## START PROVIDED RECORDS

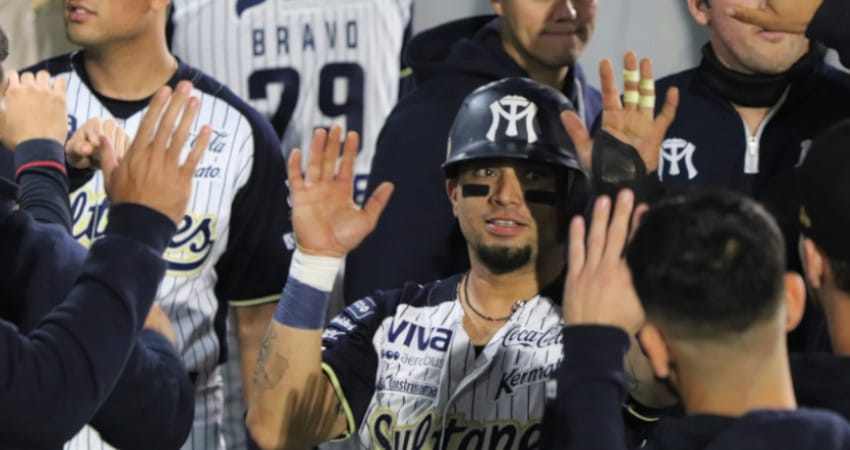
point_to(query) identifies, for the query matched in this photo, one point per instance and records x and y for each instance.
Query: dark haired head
(707, 264)
(4, 51)
(4, 45)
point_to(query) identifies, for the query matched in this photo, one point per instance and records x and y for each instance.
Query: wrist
(316, 271)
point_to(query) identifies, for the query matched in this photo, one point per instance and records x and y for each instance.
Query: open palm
(325, 219)
(634, 122)
(790, 16)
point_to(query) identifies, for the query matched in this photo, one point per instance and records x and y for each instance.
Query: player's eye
(485, 172)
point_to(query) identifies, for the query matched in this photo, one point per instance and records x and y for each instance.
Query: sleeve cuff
(828, 24)
(43, 153)
(142, 224)
(155, 341)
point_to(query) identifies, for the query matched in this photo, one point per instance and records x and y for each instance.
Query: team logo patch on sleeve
(361, 309)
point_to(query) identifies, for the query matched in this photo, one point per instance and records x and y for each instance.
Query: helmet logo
(513, 108)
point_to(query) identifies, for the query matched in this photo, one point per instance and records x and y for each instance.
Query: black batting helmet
(512, 118)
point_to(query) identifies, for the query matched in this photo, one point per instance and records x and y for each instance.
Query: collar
(490, 36)
(753, 90)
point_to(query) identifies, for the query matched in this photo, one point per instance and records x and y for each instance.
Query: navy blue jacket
(591, 388)
(417, 238)
(70, 321)
(829, 25)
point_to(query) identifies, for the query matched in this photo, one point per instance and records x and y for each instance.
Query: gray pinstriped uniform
(232, 239)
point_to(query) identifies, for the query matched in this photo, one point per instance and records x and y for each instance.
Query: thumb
(764, 18)
(579, 135)
(109, 160)
(376, 203)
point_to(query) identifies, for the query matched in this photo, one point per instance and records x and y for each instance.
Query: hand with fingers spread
(790, 16)
(35, 109)
(84, 149)
(325, 219)
(150, 173)
(599, 287)
(158, 321)
(632, 121)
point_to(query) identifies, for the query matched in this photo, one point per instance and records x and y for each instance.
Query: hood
(764, 429)
(472, 46)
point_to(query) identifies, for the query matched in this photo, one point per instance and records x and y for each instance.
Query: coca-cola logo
(525, 337)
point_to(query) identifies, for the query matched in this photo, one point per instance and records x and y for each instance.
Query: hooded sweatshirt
(417, 237)
(590, 388)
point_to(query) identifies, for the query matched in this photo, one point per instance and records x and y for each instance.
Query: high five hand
(325, 219)
(599, 288)
(635, 123)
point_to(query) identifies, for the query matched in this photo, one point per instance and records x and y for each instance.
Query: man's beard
(501, 260)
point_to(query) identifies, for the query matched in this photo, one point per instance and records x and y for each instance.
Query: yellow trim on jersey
(254, 302)
(349, 416)
(631, 410)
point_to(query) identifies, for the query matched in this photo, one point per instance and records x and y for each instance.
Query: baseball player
(820, 20)
(71, 328)
(458, 363)
(230, 245)
(302, 63)
(707, 270)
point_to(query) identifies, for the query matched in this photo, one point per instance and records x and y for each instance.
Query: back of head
(824, 187)
(518, 119)
(707, 265)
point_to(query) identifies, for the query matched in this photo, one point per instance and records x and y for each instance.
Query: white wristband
(318, 272)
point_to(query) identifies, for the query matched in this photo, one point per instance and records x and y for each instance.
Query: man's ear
(497, 6)
(699, 11)
(655, 348)
(453, 191)
(159, 5)
(795, 300)
(813, 262)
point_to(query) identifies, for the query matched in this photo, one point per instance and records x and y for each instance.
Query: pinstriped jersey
(303, 63)
(409, 377)
(231, 243)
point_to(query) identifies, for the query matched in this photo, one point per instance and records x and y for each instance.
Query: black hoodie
(417, 237)
(590, 389)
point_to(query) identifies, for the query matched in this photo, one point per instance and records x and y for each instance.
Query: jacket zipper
(751, 158)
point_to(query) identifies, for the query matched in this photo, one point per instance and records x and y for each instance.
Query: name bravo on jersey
(309, 36)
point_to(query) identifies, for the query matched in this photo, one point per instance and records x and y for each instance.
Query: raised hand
(35, 109)
(325, 219)
(150, 173)
(84, 149)
(633, 123)
(599, 288)
(790, 16)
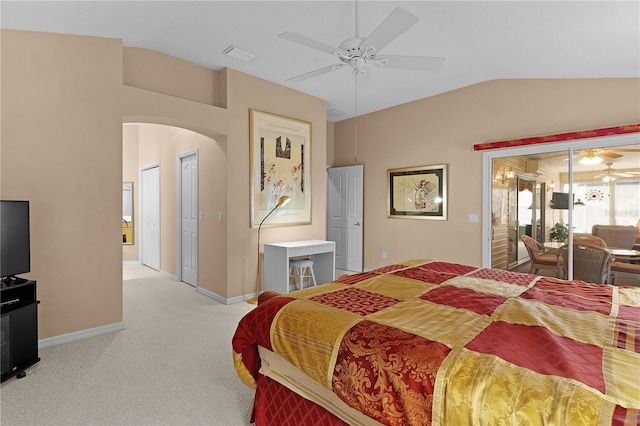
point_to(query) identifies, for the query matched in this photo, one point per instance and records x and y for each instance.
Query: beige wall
(63, 106)
(443, 129)
(61, 149)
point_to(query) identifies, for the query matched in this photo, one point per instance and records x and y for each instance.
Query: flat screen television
(559, 201)
(15, 240)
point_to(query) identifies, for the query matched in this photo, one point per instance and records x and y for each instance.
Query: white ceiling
(481, 40)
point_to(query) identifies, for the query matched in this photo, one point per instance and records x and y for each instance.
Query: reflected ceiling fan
(610, 175)
(592, 157)
(358, 52)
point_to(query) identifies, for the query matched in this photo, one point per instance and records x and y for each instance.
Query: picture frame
(280, 152)
(418, 192)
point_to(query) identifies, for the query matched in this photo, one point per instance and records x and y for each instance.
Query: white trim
(217, 297)
(488, 156)
(79, 335)
(168, 275)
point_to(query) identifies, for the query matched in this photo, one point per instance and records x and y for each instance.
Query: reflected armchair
(542, 258)
(590, 263)
(592, 240)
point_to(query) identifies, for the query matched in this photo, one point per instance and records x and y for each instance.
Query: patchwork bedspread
(426, 342)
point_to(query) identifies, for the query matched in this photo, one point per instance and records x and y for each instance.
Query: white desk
(276, 262)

## END PROVIDED RECORDS

◆ **WHAT YOU ARE ASKED TO DO**
Quote the full listing above word for word; exclude every picture from the copy.

◆ **RESPONSE**
point_to(query) identifies, for the query matched in this photo, one point per instance and records x and y for each instance.
Query: dark haired head
(707, 264)
(4, 51)
(4, 45)
point_to(query) identifies, for the query matched in this photo, one point per instance and records x and y for each instance.
Query: wrist
(316, 271)
point_to(query) identifies, for the query matched in this photo, one point per instance and records x and y for each instance.
Query: open palm
(325, 219)
(634, 122)
(790, 16)
point_to(query) identifies, for the query matched in this photo, one point per instance and records x and y for each instance.
Query: player's eye
(485, 172)
point_to(query) identifies, for the query matched in this photo, one point per instance and records x and y for each instance.
Query: sleeve cuff
(828, 24)
(43, 153)
(142, 224)
(155, 341)
point_to(query) identifies, for the query matched in this photo, one point per instance and records x and y for each instance.
Query: team logo patch on sleeve
(361, 309)
point_to(query) identifies, for the query matched in this photo, one point per instance and records x and y for each instance.
Query: helmet logo
(513, 108)
point_to(query) identifies, for the query matched in this photo, one point per instance and records x and y for each instance.
Query: black batting helmet
(512, 118)
point_to(query) identifies, for the query matched in this photo, one point per instance and records x and y for each instance.
Query: collar
(490, 36)
(753, 90)
point_to(query) identifies, for the query matched in this photo, one point per instance and records x and y for each instance.
Query: navy blue jacket
(591, 388)
(417, 238)
(70, 321)
(829, 25)
point_to(query) identifies, for the query matched in this photo, one point per instance and records x and y for each instance.
Query: gray pinstriped uniform
(232, 239)
point_to(query) identifies, for the query matched in this photo, one point per instance and records x and y for each instance.
Query: thumb
(764, 18)
(579, 135)
(109, 160)
(376, 203)
point_to(query) identifies, for the query matched in this photo, one point per instance and records x and y for each instance.
Query: hand with fingers spread
(790, 16)
(35, 109)
(84, 149)
(325, 219)
(150, 173)
(599, 287)
(158, 321)
(632, 121)
point_to(query) identifies, for the query matched in this photo, one point per instance and records x and y for each instance.
Query: hood
(764, 429)
(472, 46)
point_to(query) identifies, for the query matched in this photo, one point per instance and records x and y for each instance.
Query: coca-cola logo
(525, 337)
point_to(query) identifies, for the query matched in this photo, one point per instance and records x and y for each instance.
Query: hooded sweatshirt
(417, 237)
(590, 388)
point_to(query) identifies, for the query matched in this photo, one point per instance and records x and y for each instance.
Query: high five hand
(325, 219)
(599, 288)
(635, 123)
point_to(query) identifies, for the query matched in this photo, one point per instance and records x and y for each instance.
Query: man's beard
(501, 260)
point_to(query) identifies, for the query matched in this photo, one point per instance and records x and y for each instance.
Query: yellow trim on jersey
(254, 302)
(349, 416)
(631, 410)
point_to(query) identifies, for the query matched in this photo, one point per instance and records x and y for each instance.
Query: baseball player
(820, 20)
(71, 328)
(458, 363)
(230, 245)
(302, 63)
(707, 270)
point_to(query) identifies, for the query matched in this photo, one point per instance and records x and y for each instance.
Query: back of head
(824, 187)
(518, 119)
(707, 265)
point_to(query) identifies, for the query matched in this photo, one point per instance and records x and y for each instance.
Query: white wristband
(318, 272)
point_to(query) identifies, for the query matched in this photo, one point per instance and records x and y for each instance.
Query: man's ear
(497, 6)
(699, 11)
(655, 348)
(453, 191)
(159, 5)
(795, 300)
(813, 262)
point_to(query) identifies, for the query matched in this photo, one point per instance and records x and y for each instance.
Query: pinstriped jersey
(303, 63)
(409, 377)
(231, 243)
point_to(query) identifies, for the query matched in this photo, one point per instance and records x and y for each instance.
Query: black hoodie
(417, 237)
(590, 389)
point_to(query) identifies, for the query matched in this photo, one point per instance and records x and y for each instance.
Query: jacket zipper
(751, 158)
point_to(query) identifies, for the query matched in this photo, one point per instance and records x and y for each instance.
Query: name bravo on jersey
(309, 36)
point_to(query) identifies, for the query matched in this photo, one point per instance and records x and y for each instance.
Query: raised hand
(35, 109)
(325, 219)
(150, 173)
(84, 149)
(633, 123)
(599, 288)
(790, 16)
point_to(query) identifies, for the query matched in this photo, one point per instance and records x and y for each instance.
Query: beige wall
(63, 106)
(443, 129)
(61, 149)
point_to(query) identifies, for the query matched in this photo, one point per instance and records x and y for each instance.
Query: flat screen television
(559, 201)
(15, 240)
point_to(query) identifies, for the query matched in this photo, one point per instance and records x and y for each instance.
Query: white ceiling
(481, 40)
point_to(query) identifies, for the query matched in this photo, one point per instance and records x and y for each instance.
Query: reflected ceiling fan
(610, 175)
(592, 157)
(358, 52)
point_to(query) identifies, for the query matched in this photo, one point per instance and records x and y for each instance.
Query: picture frame
(280, 152)
(418, 192)
point_to(query) identifies, for the query matched in this photo, one point per instance and records x and y for each instance.
Query: white trim
(217, 297)
(488, 156)
(79, 335)
(168, 275)
point_to(query) identifies, for the query matched in this photo, one point per instance and records x and y for each instance.
Query: reflected armchair
(542, 258)
(590, 263)
(592, 240)
point_to(query) identifies, for the query matched in this photo, one point per instance and records x and y for each instance.
Query: patchwork bedspread
(426, 342)
point_to(query) identifies, for the query matched in this photo, one point per instance and records x and y for each instance.
Query: white desk
(276, 262)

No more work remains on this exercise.